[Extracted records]
· · · ·

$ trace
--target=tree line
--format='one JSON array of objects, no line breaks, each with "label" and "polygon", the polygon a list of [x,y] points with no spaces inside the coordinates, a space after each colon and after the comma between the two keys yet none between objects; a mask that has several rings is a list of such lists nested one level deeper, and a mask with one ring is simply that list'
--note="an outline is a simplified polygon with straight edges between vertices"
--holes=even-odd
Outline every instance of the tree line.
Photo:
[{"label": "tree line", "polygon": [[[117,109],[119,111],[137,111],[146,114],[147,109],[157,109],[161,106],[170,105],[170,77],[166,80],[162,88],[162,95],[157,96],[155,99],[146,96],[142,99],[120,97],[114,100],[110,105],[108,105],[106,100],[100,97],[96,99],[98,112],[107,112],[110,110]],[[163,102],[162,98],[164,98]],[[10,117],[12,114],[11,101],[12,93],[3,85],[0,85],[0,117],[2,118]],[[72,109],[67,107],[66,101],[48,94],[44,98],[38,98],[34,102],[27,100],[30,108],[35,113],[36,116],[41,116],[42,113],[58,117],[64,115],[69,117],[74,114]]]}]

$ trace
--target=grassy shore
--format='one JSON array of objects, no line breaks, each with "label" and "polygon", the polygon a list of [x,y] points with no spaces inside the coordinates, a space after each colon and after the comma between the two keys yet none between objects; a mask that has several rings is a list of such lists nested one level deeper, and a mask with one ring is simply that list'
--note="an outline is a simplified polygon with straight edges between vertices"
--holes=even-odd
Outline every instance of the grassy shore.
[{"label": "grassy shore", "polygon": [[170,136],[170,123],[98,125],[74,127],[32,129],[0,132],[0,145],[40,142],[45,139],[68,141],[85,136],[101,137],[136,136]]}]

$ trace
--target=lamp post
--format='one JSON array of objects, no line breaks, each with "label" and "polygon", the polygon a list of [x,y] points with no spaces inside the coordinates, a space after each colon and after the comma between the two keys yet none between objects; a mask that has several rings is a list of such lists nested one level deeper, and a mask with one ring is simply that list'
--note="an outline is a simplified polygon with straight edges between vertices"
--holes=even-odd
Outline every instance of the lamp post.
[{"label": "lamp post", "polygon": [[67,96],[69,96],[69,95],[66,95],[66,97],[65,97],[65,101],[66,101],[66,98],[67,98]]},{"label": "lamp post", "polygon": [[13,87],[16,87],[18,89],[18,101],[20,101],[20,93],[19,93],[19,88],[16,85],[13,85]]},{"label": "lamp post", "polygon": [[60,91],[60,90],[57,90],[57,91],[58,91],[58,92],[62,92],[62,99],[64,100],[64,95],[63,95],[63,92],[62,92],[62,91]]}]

· · · ·

WRITTEN PROBLEM:
Repeat every entry exactly, please.

SOLUTION TO THIS EXERCISE:
$ trace
--target=tree line
--format='one JSON array of objects, no line breaks, each with "label" and "polygon", the polygon a list of [x,y] points with no spaces inside the coordinates, a space after each colon and after the comma between the two keys yet none between objects; a mask that has several rings is a list of such lists nested one level deeper, and a mask with one ring is simply that list'
--note="an outline is a simplified polygon with straight edges between vertices"
--holes=even-odd
Outline every instance of the tree line.
Photo:
[{"label": "tree line", "polygon": [[[117,109],[119,111],[137,111],[146,114],[147,109],[157,109],[161,106],[170,105],[170,77],[166,80],[162,88],[162,95],[157,96],[155,99],[146,96],[142,99],[120,97],[114,100],[110,105],[108,105],[106,100],[100,97],[96,99],[98,112],[107,112],[110,110]],[[163,102],[162,98],[164,98]],[[10,117],[12,114],[11,101],[12,93],[3,85],[0,85],[0,117],[2,118]],[[72,109],[67,107],[66,101],[48,94],[44,98],[38,98],[34,102],[27,100],[30,108],[35,113],[36,116],[41,116],[42,113],[58,117],[64,115],[69,117],[74,114]]]}]

$ trace
--target=grassy shore
--format='one JSON array of objects, no line breaks, each with "label" and "polygon", the polygon a list of [x,y] points with no spaces inside the coordinates, a space after each colon and after the comma between the two keys yet none between objects; a mask that has several rings is a list of such lists nested one level deeper, and a mask with one ring is simply that list'
--note="an outline is a simplified polygon with straight edges between vertices"
--holes=even-odd
Outline every instance of the grassy shore.
[{"label": "grassy shore", "polygon": [[170,136],[170,123],[98,125],[74,127],[32,129],[0,132],[0,145],[40,142],[45,139],[68,141],[85,136],[101,137],[136,136]]}]

$ trace
--target=lamp post
--format='one JSON array of objects, no line breaks, each with "label" and "polygon", the polygon a list of [x,y] points with no spaces inside the coordinates, a space after each colon and after the comma between the two keys yet none between objects; a mask that has several rings is a list of such lists nested one level deeper, and a mask with one ring is simply that list'
--note="an outline is a simplified polygon with straight edges between vertices"
--holes=even-odd
Outline every instance of the lamp post.
[{"label": "lamp post", "polygon": [[67,96],[69,96],[69,95],[66,95],[66,97],[65,97],[65,101],[66,101],[66,98],[67,98]]},{"label": "lamp post", "polygon": [[13,87],[16,87],[18,89],[18,101],[20,101],[20,93],[19,93],[19,88],[16,85],[13,85]]},{"label": "lamp post", "polygon": [[60,91],[60,90],[57,90],[57,91],[58,91],[58,92],[62,92],[62,99],[64,100],[64,95],[63,95],[63,92],[62,92],[62,91]]}]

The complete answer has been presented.